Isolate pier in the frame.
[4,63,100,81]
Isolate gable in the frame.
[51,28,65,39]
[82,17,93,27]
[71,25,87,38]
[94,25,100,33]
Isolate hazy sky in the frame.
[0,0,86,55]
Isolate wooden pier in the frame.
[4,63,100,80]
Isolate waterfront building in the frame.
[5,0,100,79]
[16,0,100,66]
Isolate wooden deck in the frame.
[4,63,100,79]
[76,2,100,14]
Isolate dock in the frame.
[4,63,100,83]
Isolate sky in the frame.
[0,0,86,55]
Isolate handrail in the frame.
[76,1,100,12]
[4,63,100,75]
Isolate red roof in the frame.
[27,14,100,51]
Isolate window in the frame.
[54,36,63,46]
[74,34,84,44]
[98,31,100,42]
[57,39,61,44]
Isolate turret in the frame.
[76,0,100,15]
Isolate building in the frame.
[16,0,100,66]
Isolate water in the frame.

▸ **THE PROBLEM**
Copy every line of the records above, with each bounding-box coordinate offset by 130 and every other line left unchanged.

▸ **TASK ANSWER**
Isolate pier in the frame.
[134,193,230,211]
Isolate gable in the frame.
[181,158,195,169]
[212,147,223,157]
[201,155,217,168]
[224,155,230,163]
Isolate hazy sky in the frame.
[130,130,216,185]
Isolate wooden pier in the frame.
[134,193,230,210]
Isolate waterfront building in the frame.
[135,130,230,209]
[146,130,230,196]
Isolate wooden deck in the frame.
[134,193,230,209]
[206,132,230,144]
Isolate dock in the frame.
[134,193,230,213]
Isolate sky in the frame.
[130,130,216,185]
Isolate handrail in the frame.
[206,131,230,142]
[134,193,230,205]
Isolate red roof in the frame.
[157,144,230,181]
Isolate window in the frame.
[184,166,193,176]
[204,164,214,174]
[228,161,230,172]
[187,169,191,174]
Isolate turret in the frame.
[206,130,230,145]
Isolate building in the frame.
[146,130,230,196]
Isolate water in the frame.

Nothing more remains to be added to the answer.